- _Stated exercise A_: Translate this sentence from the skating coach biography into Spanish: "He became a U.S. citizen in 1927."

- _Extract to read_:
Gustave François Lussi (June 2, 1898 – June 23, 1993) was a figure skating coach. His students include many champions, such as Dick Button, Tenley Albright, Maria Jelinek / Otto Jelinek, Donald Jackson, Alena Vrzáňová, Ronald Robertson, Ronald Ludington, Barbara Ann Scott, David Jenkins, Hayes Jenkins, Emmerich Danzer, Dorothy Hamill, John Misha Petkevich, and John Curry.

Personal life 
Lussi was born in Stans, Switzerland. He himself was not a competitive skater but a ski jumper. He lost his nerve for that sport after a fall, and became interested in skating instead. He skated on [[Lake Lucerne.

In 1919, Lussi emigrated to the United States, landing in New York City. He became a U.S. citizen in 1927. In 1932, he married Thelma McDowell, with whom he had two sons. He died on June 23, 1993, at the age of 95.

Coaching career 
Lussi supported another Swiss emigrant, Mr. De Bergen, a skating coach, and himself in New York while learning skating from De Bergen. Considering himself to be "a big gawky fellow", he vowed that "If I cannot be a champion, I shall make them." A few years later, while teaching in Philadelphia as De Bergen's assistant he rebelled against De Bergen's style of skating, started pioneering his own methodology, and left Philadelphia for a while to coach in Canada and Lake Placid.

His first champion student was Egbert S. Carey Jr., who won the U.S. junior men's title in 1924. A little later, he and his student, Montgomery "Bud" Wilson, invented the flip jump. In 1928, Bud Wilson and his sister, Constance Wilson-Samuel, became Lussi's first World Champions. Lussi coached Dick Button from the age of twelve.

Lussi introduced checking the jump landings instead of turning a three after landing, a program as composition with a beginning and ending instead of the official just banging a gong to signal the end of the allotted time to perform, closing the figures at the center which until that time were left open, the original design for the Pattern 99 blade, the flying sit spin, the flying camel or Button Camel spin with Dick Button, the crossed-leg rotation position in jumping and spinning, the double Axel jump, the triple jumps, the delayed Axel and delayed-rotation double and triple jumps.

Lussi also started summer skating in Lake Placid after the Olympic Arena was enclosed in 1932 for the Winter Olympics. He convinced the local municipality to open the arena for a month that summer and imported skaters from Canada to perform shows that summer. His father-in-law painted the ice for these great extravaganzas. These shows led to his being hired to choreograph the shows for Ice Follies for several years.

Legacy
Lussi's skaters are known for their strong spinning technique. Lussi was also responsible for developing modern figure skating jump technique, including the now-standard crossed-leg rotation, or back spin, position in the air. His pupil Dick Button was the first to perform a double Axel and the first triple loop jump in competition, and Lussi students were also the first performers of flying spins such as the flying camel and flying sit spin which are now a standard part of every elite skater's repertoire.

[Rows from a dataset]

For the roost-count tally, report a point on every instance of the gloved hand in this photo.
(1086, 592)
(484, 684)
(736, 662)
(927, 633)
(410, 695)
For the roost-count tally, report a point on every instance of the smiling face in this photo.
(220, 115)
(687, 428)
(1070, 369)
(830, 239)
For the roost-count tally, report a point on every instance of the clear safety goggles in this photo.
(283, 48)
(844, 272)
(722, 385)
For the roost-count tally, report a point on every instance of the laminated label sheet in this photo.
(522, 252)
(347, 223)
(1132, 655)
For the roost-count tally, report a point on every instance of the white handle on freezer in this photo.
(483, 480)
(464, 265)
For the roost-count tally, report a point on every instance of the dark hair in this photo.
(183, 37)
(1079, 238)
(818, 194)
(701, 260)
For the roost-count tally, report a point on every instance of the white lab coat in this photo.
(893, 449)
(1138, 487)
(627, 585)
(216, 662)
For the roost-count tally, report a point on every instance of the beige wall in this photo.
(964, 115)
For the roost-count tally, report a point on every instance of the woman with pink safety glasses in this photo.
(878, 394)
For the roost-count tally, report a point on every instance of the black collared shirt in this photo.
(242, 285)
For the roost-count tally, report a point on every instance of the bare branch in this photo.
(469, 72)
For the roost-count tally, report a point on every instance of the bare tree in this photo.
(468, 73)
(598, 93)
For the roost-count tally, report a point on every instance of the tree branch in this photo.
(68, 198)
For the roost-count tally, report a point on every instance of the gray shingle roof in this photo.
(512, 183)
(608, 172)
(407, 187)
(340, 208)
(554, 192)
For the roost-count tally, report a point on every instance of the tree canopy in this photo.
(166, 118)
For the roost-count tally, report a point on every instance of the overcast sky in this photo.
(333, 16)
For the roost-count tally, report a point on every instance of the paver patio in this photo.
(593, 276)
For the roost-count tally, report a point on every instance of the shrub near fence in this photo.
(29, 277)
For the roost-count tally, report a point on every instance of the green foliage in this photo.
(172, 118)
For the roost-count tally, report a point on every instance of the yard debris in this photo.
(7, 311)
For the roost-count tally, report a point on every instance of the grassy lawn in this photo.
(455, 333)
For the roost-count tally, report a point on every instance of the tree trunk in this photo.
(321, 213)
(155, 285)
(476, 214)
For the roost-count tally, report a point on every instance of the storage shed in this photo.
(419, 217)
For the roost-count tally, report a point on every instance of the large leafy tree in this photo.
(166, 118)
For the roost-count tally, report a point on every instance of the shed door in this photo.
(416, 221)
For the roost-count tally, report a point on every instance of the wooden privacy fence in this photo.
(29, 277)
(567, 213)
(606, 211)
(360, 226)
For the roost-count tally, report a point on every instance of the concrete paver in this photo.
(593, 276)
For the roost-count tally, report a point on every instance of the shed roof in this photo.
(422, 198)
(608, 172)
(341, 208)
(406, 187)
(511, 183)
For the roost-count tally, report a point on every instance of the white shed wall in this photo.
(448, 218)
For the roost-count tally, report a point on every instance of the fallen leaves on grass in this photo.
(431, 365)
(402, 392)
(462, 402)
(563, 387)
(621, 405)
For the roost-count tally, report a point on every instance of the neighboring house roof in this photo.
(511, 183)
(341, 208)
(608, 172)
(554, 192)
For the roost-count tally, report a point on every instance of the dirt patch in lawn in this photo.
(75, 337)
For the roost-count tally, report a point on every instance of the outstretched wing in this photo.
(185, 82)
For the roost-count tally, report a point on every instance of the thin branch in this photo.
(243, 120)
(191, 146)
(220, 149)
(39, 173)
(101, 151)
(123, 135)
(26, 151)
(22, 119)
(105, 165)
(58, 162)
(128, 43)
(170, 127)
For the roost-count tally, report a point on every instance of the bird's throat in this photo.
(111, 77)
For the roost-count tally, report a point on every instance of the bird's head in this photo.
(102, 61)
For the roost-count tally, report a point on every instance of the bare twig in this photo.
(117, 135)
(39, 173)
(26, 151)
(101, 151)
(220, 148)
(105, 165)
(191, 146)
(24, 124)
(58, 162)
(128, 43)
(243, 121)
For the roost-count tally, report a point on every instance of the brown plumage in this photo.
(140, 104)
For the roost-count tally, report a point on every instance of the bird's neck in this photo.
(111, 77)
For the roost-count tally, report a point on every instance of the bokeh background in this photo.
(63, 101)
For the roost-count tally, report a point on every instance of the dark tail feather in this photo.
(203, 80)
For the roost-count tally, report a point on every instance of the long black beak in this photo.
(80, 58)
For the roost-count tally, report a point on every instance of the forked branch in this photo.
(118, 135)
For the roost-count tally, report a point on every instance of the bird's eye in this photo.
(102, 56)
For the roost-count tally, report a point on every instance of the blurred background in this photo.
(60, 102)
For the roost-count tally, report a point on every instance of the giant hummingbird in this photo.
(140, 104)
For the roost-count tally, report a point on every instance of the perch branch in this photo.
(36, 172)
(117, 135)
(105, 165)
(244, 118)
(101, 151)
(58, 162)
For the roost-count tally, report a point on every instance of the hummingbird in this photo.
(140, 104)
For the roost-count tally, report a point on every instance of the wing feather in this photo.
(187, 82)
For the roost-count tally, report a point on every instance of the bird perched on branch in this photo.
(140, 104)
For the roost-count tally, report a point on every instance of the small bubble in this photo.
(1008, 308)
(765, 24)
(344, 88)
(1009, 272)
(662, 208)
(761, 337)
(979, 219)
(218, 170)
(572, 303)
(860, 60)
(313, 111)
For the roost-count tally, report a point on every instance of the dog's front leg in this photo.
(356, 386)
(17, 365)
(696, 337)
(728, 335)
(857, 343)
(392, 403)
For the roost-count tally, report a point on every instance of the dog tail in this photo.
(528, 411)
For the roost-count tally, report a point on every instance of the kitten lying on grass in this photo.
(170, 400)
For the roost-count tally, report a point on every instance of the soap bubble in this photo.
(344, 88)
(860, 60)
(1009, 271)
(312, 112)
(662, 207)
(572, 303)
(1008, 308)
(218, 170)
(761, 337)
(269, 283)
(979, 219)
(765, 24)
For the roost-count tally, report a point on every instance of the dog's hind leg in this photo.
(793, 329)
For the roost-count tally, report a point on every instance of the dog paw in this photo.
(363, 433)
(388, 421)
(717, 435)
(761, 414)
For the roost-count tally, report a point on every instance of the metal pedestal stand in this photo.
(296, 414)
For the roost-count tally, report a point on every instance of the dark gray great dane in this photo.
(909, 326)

- _Stated exercise B_: Write out everything in the records from the line containing "stand in this photo." down to the end of the records, with the requests kept as they are. Multiply each coordinate in the answers by 2.45 and round it to a whole number with halves rounding up, and give only those lines.

- _Exercise result A_: Se convirtió en ciudadano estadounidense en 1927.

- _Exercise result B_:
For the roost-count tally, report a point on every instance of the metal pedestal stand in this photo.
(725, 1014)
For the roost-count tally, report a point on every instance of the dark gray great dane in this photo.
(2227, 799)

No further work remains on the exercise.